Dataset records:
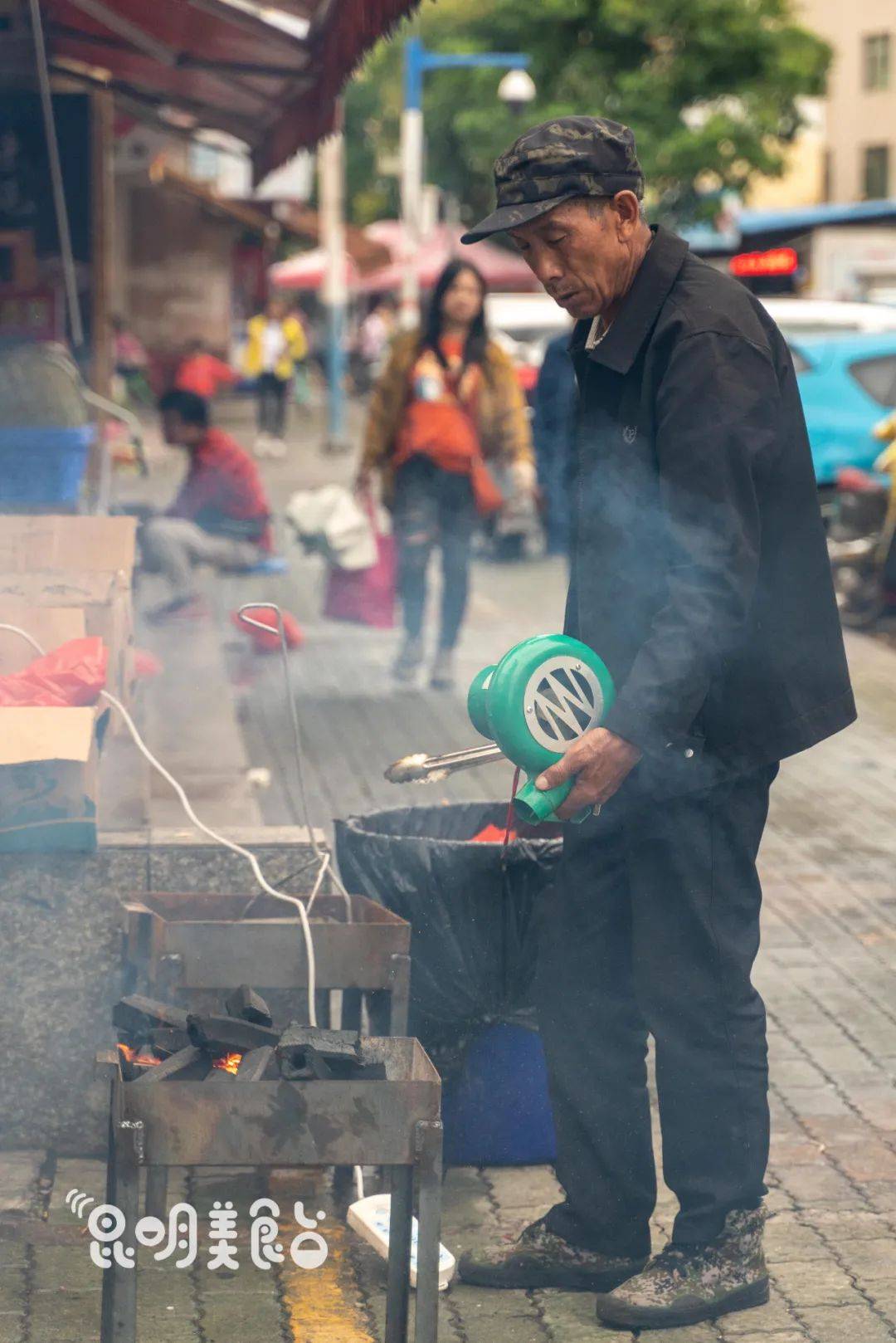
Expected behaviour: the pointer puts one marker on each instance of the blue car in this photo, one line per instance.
(848, 383)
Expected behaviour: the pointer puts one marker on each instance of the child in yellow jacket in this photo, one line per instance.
(275, 345)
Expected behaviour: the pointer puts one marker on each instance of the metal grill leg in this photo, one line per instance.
(401, 990)
(119, 1284)
(430, 1223)
(158, 1191)
(398, 1279)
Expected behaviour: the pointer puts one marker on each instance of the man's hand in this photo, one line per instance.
(599, 760)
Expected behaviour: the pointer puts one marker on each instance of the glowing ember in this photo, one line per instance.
(227, 1062)
(141, 1058)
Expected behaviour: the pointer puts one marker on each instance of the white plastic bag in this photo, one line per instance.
(332, 523)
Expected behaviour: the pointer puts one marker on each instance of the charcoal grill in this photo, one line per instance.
(197, 947)
(225, 1121)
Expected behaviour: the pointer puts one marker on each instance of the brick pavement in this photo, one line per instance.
(828, 971)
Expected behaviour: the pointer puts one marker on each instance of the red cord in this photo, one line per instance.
(509, 819)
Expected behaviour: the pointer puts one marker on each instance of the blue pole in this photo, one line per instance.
(416, 60)
(334, 374)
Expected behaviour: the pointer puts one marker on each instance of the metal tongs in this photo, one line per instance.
(422, 769)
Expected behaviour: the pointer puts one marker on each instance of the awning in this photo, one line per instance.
(501, 269)
(268, 73)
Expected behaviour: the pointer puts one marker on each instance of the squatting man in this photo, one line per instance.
(700, 576)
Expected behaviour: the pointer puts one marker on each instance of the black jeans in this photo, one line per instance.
(271, 404)
(433, 508)
(653, 930)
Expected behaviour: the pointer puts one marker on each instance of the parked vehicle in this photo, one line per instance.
(807, 317)
(846, 383)
(861, 545)
(523, 324)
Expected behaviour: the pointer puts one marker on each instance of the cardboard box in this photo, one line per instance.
(77, 562)
(49, 779)
(50, 626)
(106, 606)
(84, 545)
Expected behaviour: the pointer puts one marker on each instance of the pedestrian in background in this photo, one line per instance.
(446, 406)
(277, 343)
(202, 372)
(132, 364)
(221, 515)
(373, 337)
(553, 432)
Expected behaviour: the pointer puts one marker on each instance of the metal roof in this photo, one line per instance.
(268, 73)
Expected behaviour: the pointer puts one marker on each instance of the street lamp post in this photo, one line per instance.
(516, 89)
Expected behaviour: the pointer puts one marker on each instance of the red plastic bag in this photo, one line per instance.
(366, 595)
(69, 677)
(268, 639)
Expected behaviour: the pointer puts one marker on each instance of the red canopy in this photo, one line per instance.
(269, 73)
(501, 269)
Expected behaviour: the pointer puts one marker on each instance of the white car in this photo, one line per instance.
(523, 324)
(829, 317)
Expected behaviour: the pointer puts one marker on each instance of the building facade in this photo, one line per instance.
(860, 109)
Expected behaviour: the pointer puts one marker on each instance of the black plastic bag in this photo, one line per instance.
(470, 908)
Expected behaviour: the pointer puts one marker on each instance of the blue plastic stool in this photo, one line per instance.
(43, 465)
(273, 564)
(499, 1112)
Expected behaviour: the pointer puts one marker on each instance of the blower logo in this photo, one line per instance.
(563, 700)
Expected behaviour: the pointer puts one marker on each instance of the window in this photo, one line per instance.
(876, 61)
(878, 376)
(878, 172)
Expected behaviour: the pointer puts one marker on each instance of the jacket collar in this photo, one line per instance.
(649, 291)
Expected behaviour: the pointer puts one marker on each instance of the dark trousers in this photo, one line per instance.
(271, 404)
(433, 508)
(653, 930)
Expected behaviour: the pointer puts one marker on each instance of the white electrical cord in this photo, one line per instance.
(236, 847)
(229, 843)
(212, 834)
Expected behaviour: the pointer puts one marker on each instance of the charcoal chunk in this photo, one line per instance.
(305, 1052)
(250, 1006)
(167, 1040)
(139, 1016)
(229, 1034)
(186, 1065)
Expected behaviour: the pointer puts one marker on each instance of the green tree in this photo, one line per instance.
(711, 87)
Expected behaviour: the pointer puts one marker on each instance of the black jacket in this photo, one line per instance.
(700, 571)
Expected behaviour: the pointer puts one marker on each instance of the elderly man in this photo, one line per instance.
(700, 576)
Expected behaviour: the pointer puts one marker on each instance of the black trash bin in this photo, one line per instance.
(472, 908)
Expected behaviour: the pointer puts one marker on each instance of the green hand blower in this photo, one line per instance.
(542, 696)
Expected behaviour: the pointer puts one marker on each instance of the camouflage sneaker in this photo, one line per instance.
(542, 1258)
(691, 1282)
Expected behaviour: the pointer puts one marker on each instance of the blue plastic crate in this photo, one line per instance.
(499, 1112)
(43, 465)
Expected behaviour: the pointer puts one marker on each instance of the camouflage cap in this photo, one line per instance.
(555, 161)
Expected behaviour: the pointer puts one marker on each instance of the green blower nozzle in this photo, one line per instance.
(540, 697)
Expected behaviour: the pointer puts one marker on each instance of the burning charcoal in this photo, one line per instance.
(256, 1064)
(167, 1040)
(175, 1065)
(229, 1034)
(137, 1014)
(250, 1006)
(134, 1062)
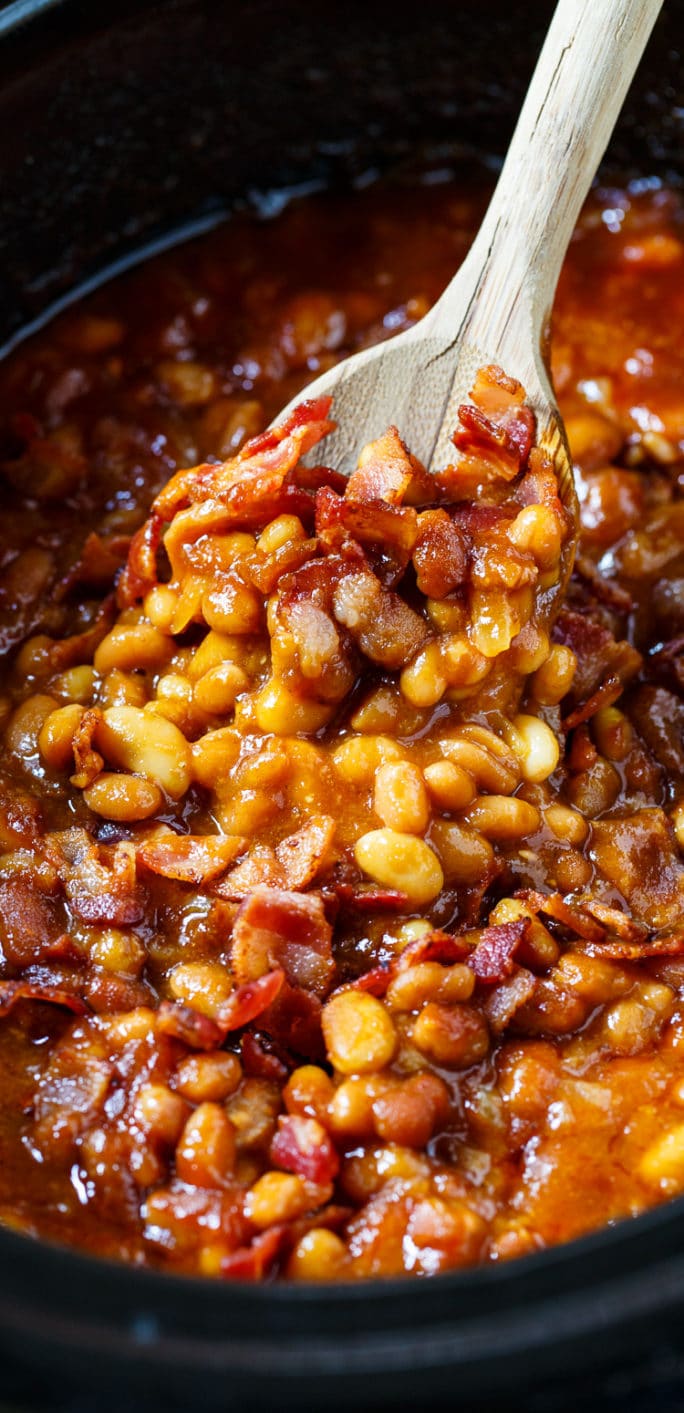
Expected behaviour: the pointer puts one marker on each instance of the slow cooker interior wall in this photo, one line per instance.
(181, 108)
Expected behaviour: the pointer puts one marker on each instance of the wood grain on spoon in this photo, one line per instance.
(496, 310)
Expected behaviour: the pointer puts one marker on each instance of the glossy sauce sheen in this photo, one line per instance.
(510, 1133)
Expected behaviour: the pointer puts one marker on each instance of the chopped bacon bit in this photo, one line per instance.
(598, 654)
(250, 1001)
(307, 852)
(140, 571)
(266, 570)
(276, 927)
(621, 950)
(190, 858)
(28, 924)
(493, 955)
(616, 921)
(440, 554)
(256, 1261)
(508, 998)
(303, 1146)
(259, 869)
(639, 854)
(602, 589)
(375, 981)
(263, 1059)
(16, 991)
(294, 1020)
(496, 430)
(574, 917)
(188, 1025)
(86, 759)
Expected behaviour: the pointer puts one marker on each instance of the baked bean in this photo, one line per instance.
(451, 1036)
(503, 817)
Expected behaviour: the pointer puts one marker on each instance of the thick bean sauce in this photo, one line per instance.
(341, 893)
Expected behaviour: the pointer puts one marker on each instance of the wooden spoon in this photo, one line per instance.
(496, 310)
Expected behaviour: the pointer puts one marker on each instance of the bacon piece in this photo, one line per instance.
(605, 591)
(188, 1025)
(276, 927)
(250, 1001)
(495, 433)
(266, 570)
(308, 851)
(616, 921)
(440, 554)
(508, 998)
(255, 1262)
(639, 855)
(259, 869)
(310, 647)
(385, 471)
(294, 1022)
(570, 914)
(190, 858)
(608, 693)
(380, 622)
(368, 897)
(68, 652)
(140, 571)
(493, 955)
(28, 924)
(659, 718)
(99, 561)
(434, 947)
(263, 1059)
(598, 654)
(86, 759)
(99, 882)
(621, 950)
(303, 1146)
(14, 991)
(370, 522)
(259, 468)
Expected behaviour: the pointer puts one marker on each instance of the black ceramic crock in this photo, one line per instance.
(119, 126)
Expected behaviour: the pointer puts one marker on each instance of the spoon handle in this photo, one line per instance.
(503, 293)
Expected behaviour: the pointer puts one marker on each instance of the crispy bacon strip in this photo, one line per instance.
(308, 851)
(493, 955)
(303, 1146)
(276, 927)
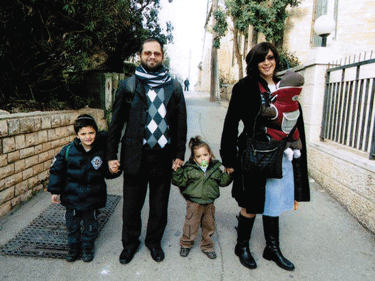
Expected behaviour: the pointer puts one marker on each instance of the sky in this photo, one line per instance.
(188, 18)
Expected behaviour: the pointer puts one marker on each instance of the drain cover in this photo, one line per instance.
(46, 236)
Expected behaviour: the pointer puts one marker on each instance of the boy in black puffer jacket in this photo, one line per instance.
(77, 175)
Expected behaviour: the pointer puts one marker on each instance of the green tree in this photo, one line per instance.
(46, 45)
(266, 16)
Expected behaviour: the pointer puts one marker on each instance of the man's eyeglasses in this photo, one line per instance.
(149, 53)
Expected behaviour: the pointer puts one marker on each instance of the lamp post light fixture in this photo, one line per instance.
(323, 27)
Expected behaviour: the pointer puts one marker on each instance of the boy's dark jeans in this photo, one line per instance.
(73, 223)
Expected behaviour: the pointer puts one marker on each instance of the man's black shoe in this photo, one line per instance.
(128, 253)
(87, 255)
(157, 254)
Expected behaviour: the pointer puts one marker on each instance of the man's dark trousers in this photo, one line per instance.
(155, 171)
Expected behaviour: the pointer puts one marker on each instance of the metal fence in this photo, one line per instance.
(349, 114)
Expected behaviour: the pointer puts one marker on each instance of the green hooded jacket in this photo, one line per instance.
(198, 186)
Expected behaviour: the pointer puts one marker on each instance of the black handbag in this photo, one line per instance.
(264, 158)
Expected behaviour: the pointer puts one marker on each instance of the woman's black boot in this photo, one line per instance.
(245, 225)
(272, 251)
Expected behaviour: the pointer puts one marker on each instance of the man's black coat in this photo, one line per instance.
(131, 107)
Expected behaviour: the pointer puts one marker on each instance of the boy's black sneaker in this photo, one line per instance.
(72, 255)
(211, 255)
(87, 255)
(184, 252)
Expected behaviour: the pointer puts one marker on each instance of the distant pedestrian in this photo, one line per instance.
(77, 175)
(186, 83)
(199, 180)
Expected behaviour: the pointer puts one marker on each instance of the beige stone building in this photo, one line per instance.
(338, 98)
(354, 34)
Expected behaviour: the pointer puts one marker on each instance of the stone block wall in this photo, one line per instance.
(28, 143)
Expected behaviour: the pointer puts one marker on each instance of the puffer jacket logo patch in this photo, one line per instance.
(97, 162)
(53, 161)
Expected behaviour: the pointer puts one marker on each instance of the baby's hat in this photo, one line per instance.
(292, 78)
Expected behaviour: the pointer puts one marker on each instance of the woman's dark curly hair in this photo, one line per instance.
(258, 54)
(196, 143)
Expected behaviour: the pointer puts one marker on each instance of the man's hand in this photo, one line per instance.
(228, 170)
(55, 199)
(113, 166)
(177, 163)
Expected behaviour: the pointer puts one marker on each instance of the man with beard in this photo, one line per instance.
(153, 107)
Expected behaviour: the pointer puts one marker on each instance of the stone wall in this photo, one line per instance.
(28, 143)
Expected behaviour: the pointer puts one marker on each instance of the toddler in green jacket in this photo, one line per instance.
(199, 180)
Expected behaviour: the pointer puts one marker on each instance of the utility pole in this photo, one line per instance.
(214, 90)
(189, 64)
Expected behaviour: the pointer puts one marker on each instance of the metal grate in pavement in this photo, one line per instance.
(46, 236)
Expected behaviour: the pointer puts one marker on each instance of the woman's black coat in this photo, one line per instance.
(244, 106)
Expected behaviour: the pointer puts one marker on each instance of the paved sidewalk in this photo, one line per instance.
(321, 238)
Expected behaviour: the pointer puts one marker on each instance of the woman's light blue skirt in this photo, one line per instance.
(280, 192)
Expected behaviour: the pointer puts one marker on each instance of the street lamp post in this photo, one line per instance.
(323, 27)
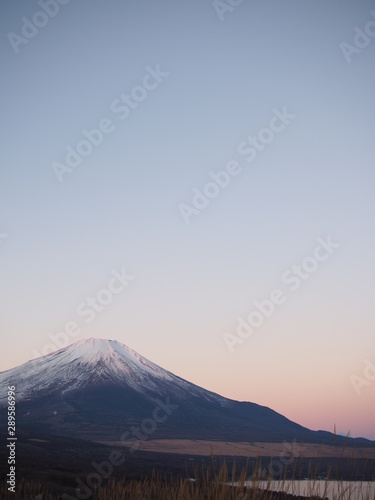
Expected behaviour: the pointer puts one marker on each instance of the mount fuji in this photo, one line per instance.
(93, 388)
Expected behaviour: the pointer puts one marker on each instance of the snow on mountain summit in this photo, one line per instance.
(89, 363)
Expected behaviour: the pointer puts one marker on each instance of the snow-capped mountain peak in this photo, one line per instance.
(93, 362)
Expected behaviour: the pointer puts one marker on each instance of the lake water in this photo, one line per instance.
(334, 490)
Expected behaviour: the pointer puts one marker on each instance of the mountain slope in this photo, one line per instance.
(97, 389)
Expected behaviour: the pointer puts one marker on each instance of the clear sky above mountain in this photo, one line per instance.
(180, 92)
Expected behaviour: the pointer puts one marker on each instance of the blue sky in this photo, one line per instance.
(120, 207)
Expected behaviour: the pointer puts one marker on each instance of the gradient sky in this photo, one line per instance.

Instructions for the task
From the line holding "summit in this photo, one line per instance." down to the final line above, quote every line exactly and only those lines.

Output of the task
Expected behaviour: the pointer puts one marker on each instance of the snow on mountain summit in this photo, one line per instance.
(89, 363)
Expected behaviour: the pointer puts one marker on each instance of the snow-capped mountain peak in this photo, one line per instance.
(93, 362)
Expected behaviour: the pointer puts one marker on each instance of the lake water in this photo, one line per instance.
(334, 490)
Expected behaviour: the pointer puts one marker on each instance of the mountain slope in this photo, one line per instance.
(97, 389)
Expected behaviour: the pointer puts one marker on each instance of the clear sky above mountain in this photo, one line per instance.
(180, 92)
Expected behaviour: the pointer puts one marker on each instance of the blue sky in this photo, one line per instance.
(120, 207)
Expected behaviour: the pointer puts one marker on each instance of the gradient sky in this photo, one line per instance.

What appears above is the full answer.